* _What you are asked to do_
Beginning with the line where "the red tile" appears, repeat every remaining line of the entries exactly, the last line included.

* _Point labeling examples_

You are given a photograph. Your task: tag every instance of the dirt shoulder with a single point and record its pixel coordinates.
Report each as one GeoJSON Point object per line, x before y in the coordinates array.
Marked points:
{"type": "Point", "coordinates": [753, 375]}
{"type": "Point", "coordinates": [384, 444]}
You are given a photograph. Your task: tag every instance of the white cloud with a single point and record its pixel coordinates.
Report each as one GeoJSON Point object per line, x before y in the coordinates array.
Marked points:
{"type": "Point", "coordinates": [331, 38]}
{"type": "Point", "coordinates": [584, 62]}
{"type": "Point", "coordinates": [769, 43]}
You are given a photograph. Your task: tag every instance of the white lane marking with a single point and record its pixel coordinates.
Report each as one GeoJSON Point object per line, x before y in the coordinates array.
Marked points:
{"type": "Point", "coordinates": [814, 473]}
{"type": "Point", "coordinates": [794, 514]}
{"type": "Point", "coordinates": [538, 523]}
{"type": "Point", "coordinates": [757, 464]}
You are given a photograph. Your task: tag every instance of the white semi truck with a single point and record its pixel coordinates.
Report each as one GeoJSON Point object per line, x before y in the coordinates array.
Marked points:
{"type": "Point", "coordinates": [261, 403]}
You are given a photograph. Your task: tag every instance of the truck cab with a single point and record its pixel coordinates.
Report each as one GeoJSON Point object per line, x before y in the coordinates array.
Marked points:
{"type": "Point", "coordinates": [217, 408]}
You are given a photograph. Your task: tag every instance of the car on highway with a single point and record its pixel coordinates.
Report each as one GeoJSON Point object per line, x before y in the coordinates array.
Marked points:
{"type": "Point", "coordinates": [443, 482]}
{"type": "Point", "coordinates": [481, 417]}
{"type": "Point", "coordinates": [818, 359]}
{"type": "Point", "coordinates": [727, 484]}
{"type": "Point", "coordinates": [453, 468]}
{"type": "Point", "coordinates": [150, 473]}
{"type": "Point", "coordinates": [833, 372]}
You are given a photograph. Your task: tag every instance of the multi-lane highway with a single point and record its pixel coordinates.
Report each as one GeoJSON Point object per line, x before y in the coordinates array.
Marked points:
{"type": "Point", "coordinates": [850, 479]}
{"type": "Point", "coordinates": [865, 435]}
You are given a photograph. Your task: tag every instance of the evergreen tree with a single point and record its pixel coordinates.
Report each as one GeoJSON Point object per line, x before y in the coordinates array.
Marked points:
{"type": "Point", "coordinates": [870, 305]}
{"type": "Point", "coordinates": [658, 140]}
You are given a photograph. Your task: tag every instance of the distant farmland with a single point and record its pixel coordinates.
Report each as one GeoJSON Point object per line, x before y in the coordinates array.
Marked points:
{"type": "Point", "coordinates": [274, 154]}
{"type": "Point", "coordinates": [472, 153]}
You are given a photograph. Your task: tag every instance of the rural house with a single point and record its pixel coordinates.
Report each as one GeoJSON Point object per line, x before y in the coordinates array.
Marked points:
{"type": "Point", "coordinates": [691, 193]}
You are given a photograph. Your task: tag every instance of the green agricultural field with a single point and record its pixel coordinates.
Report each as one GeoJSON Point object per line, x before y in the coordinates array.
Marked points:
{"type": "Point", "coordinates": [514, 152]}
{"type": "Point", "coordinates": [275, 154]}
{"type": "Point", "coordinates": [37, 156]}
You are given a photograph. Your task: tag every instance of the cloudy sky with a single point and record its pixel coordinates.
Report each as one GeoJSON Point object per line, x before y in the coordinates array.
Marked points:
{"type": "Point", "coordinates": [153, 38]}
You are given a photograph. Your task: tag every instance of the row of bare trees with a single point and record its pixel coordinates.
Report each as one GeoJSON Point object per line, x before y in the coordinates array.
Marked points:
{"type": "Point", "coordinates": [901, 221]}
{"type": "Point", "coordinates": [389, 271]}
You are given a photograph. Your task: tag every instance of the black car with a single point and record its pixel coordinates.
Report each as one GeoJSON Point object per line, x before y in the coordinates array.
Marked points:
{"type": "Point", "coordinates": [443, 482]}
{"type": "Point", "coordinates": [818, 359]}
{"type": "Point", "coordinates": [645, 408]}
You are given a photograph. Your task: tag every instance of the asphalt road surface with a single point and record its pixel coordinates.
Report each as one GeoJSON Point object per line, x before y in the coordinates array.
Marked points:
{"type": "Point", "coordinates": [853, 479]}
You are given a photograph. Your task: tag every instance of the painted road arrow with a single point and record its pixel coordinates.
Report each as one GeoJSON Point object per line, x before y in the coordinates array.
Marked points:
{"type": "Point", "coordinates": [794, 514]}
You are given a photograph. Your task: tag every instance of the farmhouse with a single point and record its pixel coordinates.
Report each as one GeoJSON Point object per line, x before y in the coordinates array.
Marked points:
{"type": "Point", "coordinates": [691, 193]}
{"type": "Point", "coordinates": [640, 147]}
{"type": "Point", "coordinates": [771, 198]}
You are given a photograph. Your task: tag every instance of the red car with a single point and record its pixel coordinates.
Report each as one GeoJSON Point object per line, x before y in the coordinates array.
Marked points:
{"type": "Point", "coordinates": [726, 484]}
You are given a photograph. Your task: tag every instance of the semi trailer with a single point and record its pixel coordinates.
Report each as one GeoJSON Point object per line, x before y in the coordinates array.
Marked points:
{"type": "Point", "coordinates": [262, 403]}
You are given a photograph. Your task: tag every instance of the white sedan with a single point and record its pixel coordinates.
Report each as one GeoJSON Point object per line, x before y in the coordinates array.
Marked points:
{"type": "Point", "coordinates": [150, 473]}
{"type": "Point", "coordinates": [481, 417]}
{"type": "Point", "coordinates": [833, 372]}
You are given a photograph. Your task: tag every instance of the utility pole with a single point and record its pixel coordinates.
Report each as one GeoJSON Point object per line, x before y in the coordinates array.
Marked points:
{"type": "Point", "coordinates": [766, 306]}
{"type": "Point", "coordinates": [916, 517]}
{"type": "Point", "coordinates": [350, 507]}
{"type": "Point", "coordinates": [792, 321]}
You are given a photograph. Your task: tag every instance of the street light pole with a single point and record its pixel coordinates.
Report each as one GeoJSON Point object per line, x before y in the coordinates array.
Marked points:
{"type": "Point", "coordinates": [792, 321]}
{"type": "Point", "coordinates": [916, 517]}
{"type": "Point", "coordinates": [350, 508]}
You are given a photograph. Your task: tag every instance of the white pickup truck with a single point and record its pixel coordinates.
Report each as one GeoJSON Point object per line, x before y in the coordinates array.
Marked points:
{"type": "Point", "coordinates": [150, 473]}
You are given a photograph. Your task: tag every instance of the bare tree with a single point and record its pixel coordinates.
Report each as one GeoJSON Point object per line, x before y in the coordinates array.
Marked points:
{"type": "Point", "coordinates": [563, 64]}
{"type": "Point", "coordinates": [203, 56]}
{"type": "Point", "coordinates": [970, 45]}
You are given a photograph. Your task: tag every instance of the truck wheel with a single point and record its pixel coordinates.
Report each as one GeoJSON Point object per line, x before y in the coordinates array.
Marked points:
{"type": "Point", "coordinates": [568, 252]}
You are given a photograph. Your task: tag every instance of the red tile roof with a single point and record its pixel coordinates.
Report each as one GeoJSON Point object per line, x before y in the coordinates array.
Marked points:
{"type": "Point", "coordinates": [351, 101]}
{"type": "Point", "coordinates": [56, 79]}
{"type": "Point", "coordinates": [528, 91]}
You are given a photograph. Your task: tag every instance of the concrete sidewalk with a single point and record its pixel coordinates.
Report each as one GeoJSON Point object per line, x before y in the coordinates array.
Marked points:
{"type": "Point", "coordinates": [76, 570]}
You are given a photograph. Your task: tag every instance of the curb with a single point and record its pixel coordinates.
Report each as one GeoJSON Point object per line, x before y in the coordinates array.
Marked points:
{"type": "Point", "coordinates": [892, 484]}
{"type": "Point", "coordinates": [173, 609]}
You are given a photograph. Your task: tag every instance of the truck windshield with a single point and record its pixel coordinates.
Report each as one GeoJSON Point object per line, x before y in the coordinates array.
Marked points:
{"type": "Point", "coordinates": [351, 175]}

* _Correct response_
You are given a photograph. Your task: tag every instance of the red tile roof with a single point and record its pixel coordinates.
Report each as one GeoJSON Point object per line, x before y in the coordinates array.
Marked points:
{"type": "Point", "coordinates": [351, 101]}
{"type": "Point", "coordinates": [56, 79]}
{"type": "Point", "coordinates": [528, 91]}
You are given a photograph. Your task: tag every instance of the concrete sidewalk with a single point and record its pixel coordinates.
Report each as one GeoJSON Point object per line, x before y in the coordinates array.
Marked points:
{"type": "Point", "coordinates": [76, 570]}
You are given a photograph. Your task: tag every instance of the curb with a single point and record its pixel coordinates.
Report each as one GeoJSON Point object per line, x before y in the coordinates array.
Marked points:
{"type": "Point", "coordinates": [892, 484]}
{"type": "Point", "coordinates": [173, 609]}
You are given a photograph. Your task: tag every instance of the truck windshield with a single point and record its pixel coordinates.
Report each as one GeoJSON Point object per line, x before y in the coordinates array.
Marked points:
{"type": "Point", "coordinates": [351, 175]}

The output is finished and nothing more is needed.